**WHAT THIS TASK INVOLVES**
Only the lines from the line containing "TARGET = blue backdrop" to the end of the entries should be repeated, exactly as they appear.
++++++++++
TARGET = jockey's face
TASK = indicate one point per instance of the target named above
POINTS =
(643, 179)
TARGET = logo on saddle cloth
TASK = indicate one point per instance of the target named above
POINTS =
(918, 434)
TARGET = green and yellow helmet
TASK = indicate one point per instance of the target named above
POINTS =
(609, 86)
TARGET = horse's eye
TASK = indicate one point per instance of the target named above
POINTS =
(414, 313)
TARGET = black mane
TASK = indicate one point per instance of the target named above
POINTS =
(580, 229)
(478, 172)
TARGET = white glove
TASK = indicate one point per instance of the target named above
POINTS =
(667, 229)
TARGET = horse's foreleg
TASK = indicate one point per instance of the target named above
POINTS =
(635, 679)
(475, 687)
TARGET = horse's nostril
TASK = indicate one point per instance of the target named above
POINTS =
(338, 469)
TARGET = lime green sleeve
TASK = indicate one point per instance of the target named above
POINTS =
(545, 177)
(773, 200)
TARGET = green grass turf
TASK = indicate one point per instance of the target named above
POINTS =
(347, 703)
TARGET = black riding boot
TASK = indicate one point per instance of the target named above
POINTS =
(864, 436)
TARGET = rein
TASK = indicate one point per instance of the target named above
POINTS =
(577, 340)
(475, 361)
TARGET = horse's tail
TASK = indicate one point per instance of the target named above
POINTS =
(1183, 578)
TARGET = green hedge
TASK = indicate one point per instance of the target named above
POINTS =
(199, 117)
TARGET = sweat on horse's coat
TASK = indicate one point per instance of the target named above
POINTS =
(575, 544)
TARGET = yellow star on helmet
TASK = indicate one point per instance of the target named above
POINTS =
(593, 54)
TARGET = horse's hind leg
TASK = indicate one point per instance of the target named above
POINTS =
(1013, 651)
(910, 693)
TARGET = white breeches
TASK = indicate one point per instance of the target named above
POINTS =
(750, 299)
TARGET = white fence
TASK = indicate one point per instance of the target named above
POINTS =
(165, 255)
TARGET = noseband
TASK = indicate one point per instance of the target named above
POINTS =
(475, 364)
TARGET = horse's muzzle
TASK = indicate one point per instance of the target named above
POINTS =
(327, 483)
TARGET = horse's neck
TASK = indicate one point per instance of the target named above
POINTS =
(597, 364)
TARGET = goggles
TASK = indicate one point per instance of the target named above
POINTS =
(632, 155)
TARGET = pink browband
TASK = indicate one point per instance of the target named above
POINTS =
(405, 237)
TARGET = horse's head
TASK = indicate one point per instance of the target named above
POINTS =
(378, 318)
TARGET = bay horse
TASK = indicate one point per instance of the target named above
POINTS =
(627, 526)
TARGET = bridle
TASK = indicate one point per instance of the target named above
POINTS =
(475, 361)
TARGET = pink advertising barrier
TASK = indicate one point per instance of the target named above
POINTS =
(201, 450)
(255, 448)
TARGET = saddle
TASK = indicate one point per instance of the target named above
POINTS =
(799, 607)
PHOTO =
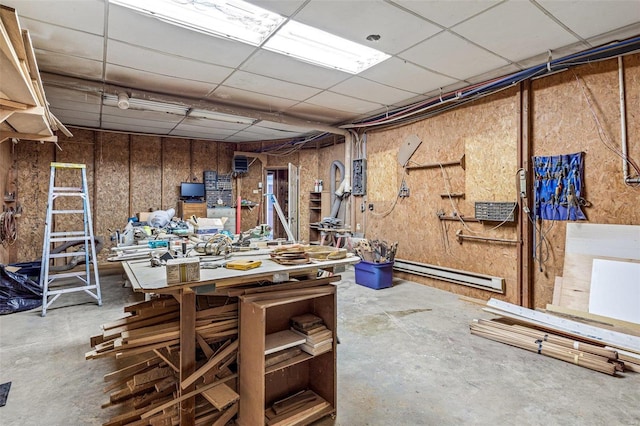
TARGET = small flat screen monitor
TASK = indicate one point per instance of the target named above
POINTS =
(191, 190)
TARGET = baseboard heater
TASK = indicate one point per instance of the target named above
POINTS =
(471, 279)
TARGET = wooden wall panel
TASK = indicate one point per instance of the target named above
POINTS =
(176, 168)
(33, 166)
(204, 156)
(112, 184)
(563, 124)
(480, 130)
(308, 169)
(146, 173)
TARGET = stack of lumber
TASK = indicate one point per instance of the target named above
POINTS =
(296, 407)
(582, 344)
(24, 110)
(148, 387)
(318, 338)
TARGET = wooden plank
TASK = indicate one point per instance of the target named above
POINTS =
(186, 396)
(228, 415)
(614, 324)
(221, 396)
(187, 353)
(280, 340)
(624, 341)
(190, 380)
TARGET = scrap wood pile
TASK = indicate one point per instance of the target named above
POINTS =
(296, 254)
(376, 251)
(588, 346)
(147, 389)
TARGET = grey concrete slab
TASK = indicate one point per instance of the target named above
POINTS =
(405, 357)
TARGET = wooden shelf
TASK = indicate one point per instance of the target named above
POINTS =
(260, 387)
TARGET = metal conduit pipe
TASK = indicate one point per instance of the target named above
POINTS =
(461, 237)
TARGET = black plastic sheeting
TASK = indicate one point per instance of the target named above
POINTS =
(18, 292)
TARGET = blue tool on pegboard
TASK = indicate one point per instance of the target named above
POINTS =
(559, 190)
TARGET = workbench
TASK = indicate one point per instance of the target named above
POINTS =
(147, 279)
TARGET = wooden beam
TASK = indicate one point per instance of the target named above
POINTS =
(27, 136)
(525, 292)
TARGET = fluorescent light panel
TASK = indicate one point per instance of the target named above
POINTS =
(144, 105)
(234, 19)
(319, 47)
(242, 21)
(218, 116)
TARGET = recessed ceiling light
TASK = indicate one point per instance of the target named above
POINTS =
(242, 21)
(322, 48)
(234, 19)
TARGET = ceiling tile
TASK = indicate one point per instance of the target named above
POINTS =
(195, 123)
(343, 103)
(152, 118)
(269, 86)
(53, 38)
(131, 27)
(355, 20)
(592, 18)
(142, 80)
(406, 76)
(505, 31)
(319, 113)
(216, 135)
(283, 7)
(238, 97)
(282, 67)
(169, 65)
(368, 90)
(86, 99)
(453, 56)
(447, 13)
(58, 63)
(85, 15)
(66, 115)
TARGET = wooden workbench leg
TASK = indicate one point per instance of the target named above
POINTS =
(187, 352)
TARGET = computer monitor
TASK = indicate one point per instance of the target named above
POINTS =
(191, 191)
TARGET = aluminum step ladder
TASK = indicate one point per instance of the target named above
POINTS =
(48, 272)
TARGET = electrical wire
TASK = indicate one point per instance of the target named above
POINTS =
(8, 227)
(602, 134)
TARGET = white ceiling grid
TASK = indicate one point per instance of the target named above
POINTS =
(87, 48)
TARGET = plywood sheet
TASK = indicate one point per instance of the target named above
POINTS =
(615, 290)
(586, 242)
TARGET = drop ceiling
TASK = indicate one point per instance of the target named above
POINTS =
(87, 49)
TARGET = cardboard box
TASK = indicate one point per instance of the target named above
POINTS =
(182, 270)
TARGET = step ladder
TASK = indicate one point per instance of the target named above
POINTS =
(48, 272)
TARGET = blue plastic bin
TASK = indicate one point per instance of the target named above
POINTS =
(374, 275)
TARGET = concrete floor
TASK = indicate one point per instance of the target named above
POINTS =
(406, 357)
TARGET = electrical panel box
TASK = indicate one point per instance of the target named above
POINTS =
(359, 177)
(240, 164)
(495, 211)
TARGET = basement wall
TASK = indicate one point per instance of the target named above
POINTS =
(486, 132)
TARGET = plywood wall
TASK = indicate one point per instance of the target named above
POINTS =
(7, 253)
(487, 133)
(126, 174)
(564, 123)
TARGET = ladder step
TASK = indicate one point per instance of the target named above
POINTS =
(67, 233)
(68, 239)
(68, 194)
(66, 189)
(68, 275)
(68, 254)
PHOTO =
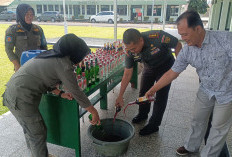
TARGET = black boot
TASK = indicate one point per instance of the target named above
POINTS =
(139, 118)
(148, 129)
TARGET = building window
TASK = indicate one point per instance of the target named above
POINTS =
(157, 10)
(76, 10)
(174, 10)
(66, 9)
(61, 9)
(39, 9)
(122, 9)
(91, 9)
(105, 8)
(57, 8)
(45, 7)
(50, 8)
(70, 9)
(83, 10)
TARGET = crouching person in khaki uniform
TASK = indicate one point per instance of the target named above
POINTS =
(25, 88)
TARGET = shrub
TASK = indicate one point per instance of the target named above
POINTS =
(146, 18)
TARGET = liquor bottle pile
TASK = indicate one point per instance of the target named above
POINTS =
(98, 66)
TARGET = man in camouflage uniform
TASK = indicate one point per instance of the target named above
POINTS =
(23, 36)
(153, 49)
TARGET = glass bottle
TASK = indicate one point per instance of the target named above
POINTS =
(96, 71)
(84, 81)
(142, 100)
(78, 70)
(99, 127)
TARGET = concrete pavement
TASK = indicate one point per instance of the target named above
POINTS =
(173, 129)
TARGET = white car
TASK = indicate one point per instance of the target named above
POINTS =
(104, 16)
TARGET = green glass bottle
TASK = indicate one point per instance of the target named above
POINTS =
(87, 75)
(96, 72)
(99, 127)
(92, 73)
(78, 70)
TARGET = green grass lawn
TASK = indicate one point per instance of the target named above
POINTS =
(50, 31)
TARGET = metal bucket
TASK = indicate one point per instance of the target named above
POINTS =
(114, 139)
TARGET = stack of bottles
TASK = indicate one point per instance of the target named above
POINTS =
(99, 65)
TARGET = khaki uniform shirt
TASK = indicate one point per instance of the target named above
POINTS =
(156, 50)
(18, 40)
(37, 75)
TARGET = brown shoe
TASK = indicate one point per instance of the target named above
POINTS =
(182, 151)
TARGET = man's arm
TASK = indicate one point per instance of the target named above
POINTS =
(178, 48)
(125, 81)
(166, 79)
(16, 65)
(9, 47)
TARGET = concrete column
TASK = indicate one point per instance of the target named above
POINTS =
(96, 10)
(231, 25)
(80, 9)
(224, 13)
(145, 10)
(85, 10)
(129, 12)
(211, 19)
(68, 12)
(216, 16)
(179, 11)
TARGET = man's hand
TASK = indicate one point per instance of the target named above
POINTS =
(119, 102)
(150, 93)
(95, 117)
(16, 65)
(67, 96)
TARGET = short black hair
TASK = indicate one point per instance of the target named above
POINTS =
(131, 35)
(193, 18)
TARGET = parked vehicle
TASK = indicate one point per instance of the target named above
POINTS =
(104, 16)
(50, 16)
(8, 15)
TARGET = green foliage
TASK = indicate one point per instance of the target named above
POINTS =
(198, 5)
(146, 18)
(81, 16)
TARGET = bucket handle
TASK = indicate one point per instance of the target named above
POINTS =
(100, 144)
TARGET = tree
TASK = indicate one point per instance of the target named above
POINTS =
(198, 5)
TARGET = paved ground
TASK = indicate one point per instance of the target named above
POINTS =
(173, 129)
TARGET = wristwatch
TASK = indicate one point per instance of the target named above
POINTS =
(61, 92)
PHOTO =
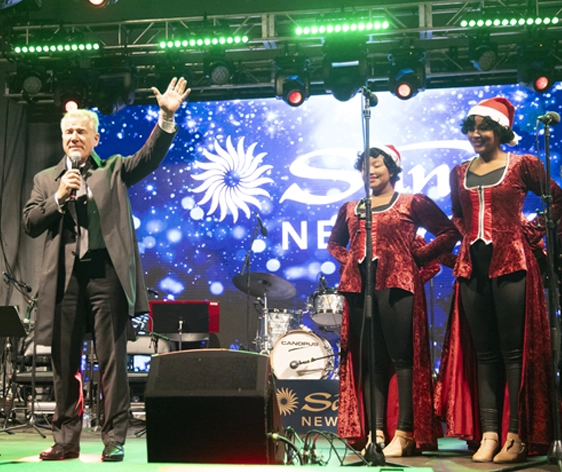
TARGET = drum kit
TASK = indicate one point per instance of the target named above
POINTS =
(295, 350)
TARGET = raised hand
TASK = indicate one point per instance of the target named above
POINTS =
(172, 98)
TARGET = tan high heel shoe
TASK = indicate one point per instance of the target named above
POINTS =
(380, 441)
(514, 450)
(489, 447)
(403, 444)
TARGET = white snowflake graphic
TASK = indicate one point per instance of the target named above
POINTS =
(232, 179)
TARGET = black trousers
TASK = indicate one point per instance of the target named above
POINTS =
(94, 302)
(393, 335)
(495, 311)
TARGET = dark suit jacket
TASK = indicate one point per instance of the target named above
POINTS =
(108, 181)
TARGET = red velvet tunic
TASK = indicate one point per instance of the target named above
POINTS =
(494, 215)
(398, 256)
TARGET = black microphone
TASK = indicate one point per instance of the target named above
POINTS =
(263, 229)
(17, 282)
(550, 118)
(373, 100)
(76, 159)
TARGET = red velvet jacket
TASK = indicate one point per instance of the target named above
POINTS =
(394, 231)
(494, 215)
(397, 249)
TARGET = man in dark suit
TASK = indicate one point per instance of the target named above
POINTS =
(91, 277)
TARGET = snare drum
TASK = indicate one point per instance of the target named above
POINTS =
(301, 354)
(280, 322)
(327, 308)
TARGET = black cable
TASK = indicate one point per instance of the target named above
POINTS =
(278, 437)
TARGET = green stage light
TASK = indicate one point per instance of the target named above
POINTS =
(55, 48)
(503, 22)
(207, 41)
(347, 27)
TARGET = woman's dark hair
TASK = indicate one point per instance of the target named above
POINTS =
(392, 167)
(505, 134)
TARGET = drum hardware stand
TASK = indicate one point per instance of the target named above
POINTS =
(294, 364)
(154, 338)
(31, 418)
(246, 271)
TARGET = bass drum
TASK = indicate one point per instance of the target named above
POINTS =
(301, 354)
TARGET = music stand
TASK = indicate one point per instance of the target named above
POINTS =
(12, 326)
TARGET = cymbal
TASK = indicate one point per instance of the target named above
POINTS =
(262, 283)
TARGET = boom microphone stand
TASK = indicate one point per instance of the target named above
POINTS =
(554, 455)
(555, 452)
(373, 454)
(31, 418)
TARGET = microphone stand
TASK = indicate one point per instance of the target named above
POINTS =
(555, 452)
(31, 418)
(373, 454)
(554, 455)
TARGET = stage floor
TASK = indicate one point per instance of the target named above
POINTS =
(19, 452)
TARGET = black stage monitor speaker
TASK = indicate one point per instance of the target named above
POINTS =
(212, 406)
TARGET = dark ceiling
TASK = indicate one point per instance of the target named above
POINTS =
(130, 32)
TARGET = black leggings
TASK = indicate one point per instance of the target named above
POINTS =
(495, 310)
(392, 317)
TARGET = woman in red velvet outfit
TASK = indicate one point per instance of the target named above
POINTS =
(497, 342)
(399, 312)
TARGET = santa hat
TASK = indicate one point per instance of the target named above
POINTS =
(500, 110)
(391, 151)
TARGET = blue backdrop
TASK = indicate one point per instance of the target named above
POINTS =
(196, 215)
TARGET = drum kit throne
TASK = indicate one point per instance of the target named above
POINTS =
(295, 350)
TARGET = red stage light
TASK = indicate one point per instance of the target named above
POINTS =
(70, 105)
(404, 91)
(542, 83)
(295, 98)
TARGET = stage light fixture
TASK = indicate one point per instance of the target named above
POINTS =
(345, 69)
(29, 80)
(203, 42)
(29, 4)
(534, 69)
(50, 49)
(323, 28)
(71, 93)
(101, 3)
(483, 54)
(115, 91)
(292, 82)
(407, 74)
(219, 70)
(505, 21)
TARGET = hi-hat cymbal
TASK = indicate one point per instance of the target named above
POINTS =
(262, 283)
++++++++++
**RESPONSE FOR THIS EXERCISE**
TARGET = blue backdrop
TASK = indicate one point per instance of the target named above
POINTS =
(196, 215)
TARGET = drum kit throne
TASK = indicate one point per instance of the target named above
POINTS =
(295, 350)
TARGET = red stage light
TASK = indicate one point per instance of the target named above
POINTS =
(70, 105)
(404, 91)
(542, 83)
(295, 98)
TARGET = stage light fixture
TASK = indicate one point per instance of the target named above
POINTS =
(345, 69)
(29, 80)
(203, 42)
(29, 4)
(534, 69)
(50, 49)
(323, 28)
(71, 93)
(101, 3)
(483, 54)
(115, 91)
(292, 82)
(407, 74)
(219, 70)
(505, 21)
TARGET = hi-hat cymbal
TASK = indicate one point per instance of the target named above
POINTS =
(262, 283)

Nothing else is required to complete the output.